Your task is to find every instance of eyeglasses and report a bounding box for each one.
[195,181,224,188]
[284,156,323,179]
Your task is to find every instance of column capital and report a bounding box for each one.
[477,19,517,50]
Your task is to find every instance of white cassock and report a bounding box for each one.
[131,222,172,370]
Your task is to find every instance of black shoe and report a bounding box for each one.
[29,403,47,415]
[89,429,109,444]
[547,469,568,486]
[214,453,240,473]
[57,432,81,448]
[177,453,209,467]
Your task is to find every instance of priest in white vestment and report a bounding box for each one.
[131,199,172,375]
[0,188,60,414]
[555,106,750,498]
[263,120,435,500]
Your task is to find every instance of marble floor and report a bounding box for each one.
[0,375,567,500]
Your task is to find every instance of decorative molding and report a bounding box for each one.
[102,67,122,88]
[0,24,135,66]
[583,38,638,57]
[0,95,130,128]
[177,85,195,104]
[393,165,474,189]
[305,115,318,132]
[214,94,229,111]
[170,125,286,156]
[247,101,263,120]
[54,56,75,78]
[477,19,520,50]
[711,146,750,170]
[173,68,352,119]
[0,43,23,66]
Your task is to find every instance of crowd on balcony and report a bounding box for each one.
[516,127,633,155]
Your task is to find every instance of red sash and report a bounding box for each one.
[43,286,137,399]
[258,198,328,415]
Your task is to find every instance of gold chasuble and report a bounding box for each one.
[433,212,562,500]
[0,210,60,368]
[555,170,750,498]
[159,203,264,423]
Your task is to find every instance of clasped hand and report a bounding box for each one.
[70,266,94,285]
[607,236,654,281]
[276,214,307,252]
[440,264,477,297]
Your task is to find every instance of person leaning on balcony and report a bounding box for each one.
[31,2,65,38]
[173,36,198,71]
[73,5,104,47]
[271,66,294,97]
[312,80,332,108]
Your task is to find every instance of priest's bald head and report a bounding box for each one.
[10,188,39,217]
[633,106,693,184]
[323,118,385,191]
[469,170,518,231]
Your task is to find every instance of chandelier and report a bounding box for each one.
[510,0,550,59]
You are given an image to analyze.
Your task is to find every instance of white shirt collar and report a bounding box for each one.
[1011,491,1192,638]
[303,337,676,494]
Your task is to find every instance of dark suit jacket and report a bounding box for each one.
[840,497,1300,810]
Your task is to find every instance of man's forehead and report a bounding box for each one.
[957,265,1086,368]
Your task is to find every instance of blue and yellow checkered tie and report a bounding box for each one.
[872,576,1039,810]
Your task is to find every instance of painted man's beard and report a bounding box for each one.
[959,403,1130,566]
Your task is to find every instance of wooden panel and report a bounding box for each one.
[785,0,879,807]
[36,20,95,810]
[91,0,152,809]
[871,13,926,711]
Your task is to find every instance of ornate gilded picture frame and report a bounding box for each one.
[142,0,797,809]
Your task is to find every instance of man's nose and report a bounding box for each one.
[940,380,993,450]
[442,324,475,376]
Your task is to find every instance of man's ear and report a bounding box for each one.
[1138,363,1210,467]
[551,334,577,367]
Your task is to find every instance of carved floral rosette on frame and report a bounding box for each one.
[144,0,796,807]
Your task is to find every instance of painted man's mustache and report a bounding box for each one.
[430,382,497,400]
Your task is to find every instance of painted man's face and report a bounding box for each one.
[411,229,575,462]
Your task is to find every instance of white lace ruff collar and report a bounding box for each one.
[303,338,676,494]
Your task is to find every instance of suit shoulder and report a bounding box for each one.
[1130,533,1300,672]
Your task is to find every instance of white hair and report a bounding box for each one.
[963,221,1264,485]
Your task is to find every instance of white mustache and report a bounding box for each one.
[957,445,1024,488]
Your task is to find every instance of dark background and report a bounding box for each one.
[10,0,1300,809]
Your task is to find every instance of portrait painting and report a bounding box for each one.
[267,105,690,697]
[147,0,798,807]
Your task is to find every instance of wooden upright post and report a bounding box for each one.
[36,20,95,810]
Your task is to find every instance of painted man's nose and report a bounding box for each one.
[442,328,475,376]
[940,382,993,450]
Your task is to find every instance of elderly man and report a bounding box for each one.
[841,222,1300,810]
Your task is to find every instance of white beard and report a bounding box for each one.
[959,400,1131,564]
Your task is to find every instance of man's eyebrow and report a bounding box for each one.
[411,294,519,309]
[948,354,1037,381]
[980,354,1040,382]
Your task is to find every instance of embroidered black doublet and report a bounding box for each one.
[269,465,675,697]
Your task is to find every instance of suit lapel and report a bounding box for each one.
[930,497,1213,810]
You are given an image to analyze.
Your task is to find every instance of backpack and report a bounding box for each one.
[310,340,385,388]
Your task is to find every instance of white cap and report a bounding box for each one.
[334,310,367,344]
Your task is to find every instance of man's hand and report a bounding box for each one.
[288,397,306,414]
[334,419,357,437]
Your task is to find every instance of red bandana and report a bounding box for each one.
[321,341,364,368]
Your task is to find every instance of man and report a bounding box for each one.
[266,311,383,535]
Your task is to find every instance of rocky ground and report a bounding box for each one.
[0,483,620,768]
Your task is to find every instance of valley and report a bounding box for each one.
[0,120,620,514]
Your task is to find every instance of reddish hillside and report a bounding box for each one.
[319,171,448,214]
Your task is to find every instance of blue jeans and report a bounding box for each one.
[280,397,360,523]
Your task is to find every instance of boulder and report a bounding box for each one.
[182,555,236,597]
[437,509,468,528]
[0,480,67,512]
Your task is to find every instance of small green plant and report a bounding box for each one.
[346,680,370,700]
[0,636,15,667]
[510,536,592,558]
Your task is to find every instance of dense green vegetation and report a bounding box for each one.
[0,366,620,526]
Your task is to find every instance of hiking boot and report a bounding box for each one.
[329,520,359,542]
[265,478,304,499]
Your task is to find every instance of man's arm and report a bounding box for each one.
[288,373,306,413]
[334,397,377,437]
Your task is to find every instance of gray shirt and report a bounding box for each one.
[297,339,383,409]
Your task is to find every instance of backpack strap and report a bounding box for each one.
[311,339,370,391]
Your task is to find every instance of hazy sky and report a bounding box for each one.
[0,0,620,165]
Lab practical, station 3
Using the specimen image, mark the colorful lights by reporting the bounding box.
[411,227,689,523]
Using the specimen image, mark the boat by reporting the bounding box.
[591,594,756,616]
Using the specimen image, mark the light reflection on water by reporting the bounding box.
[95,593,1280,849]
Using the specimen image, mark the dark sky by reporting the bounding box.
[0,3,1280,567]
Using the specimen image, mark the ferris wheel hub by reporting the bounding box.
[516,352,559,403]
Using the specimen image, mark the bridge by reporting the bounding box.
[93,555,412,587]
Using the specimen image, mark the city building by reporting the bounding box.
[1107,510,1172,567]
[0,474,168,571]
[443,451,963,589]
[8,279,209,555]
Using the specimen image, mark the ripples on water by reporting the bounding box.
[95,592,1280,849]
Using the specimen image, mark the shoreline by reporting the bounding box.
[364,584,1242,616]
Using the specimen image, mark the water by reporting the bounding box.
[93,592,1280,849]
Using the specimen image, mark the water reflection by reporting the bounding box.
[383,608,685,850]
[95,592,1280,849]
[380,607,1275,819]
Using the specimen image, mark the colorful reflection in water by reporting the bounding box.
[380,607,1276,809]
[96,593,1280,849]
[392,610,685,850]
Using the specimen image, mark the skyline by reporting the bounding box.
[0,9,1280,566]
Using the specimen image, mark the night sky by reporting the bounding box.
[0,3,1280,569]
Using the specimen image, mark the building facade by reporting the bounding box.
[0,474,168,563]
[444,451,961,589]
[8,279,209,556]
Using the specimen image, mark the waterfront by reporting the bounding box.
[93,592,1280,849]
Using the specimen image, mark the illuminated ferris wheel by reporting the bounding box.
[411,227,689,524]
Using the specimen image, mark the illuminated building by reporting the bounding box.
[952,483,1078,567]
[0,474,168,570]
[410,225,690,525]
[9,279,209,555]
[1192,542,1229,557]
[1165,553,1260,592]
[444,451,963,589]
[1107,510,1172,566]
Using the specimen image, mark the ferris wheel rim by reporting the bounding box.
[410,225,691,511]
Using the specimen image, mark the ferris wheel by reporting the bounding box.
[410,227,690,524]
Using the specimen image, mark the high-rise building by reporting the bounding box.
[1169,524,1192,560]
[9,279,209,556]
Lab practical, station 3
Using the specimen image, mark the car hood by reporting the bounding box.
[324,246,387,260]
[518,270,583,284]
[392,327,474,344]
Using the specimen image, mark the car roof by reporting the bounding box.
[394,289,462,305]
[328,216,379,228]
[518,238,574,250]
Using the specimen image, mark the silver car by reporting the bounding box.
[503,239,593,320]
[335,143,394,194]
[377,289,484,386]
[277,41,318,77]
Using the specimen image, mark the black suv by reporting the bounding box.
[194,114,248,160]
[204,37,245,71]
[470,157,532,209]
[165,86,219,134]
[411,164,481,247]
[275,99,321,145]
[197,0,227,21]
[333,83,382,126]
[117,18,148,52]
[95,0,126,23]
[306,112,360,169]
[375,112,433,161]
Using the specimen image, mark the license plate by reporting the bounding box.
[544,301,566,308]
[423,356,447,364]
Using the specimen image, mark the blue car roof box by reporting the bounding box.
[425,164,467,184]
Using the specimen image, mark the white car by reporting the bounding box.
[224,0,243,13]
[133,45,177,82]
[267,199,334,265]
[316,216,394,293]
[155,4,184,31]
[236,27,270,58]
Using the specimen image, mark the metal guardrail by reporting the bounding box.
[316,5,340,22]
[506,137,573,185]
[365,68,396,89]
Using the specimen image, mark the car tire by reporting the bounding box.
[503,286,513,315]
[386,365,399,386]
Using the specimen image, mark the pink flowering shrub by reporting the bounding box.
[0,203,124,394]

^^^^^^^^

DO THIS:
Repeat the lines of the material that begin with the line containing "Your task is to find every instance of white beard" and end with the line containing "[334,310,367,344]", including both of those lines.

WRITTEN ANSWER:
Your task is to find every instance of white beard and report a bounding box for each one.
[959,400,1131,564]
Your task is to find every instance of man's eyebrow and report a bounding box for each one.
[411,294,519,309]
[948,354,1037,381]
[980,354,1040,382]
Your task is to find every instance of embroidered black doublet and report a bounding box for each one.
[269,465,675,697]
Your task is to find every instance of suit lapel and report a bounding box for each one.
[930,497,1213,810]
You are given an image to analyze.
Your task is to find every instance of backpack and report a bounding box for each one.
[310,340,385,388]
Your task is to find every instance of white cap and report a bounding box for each one.
[334,310,367,344]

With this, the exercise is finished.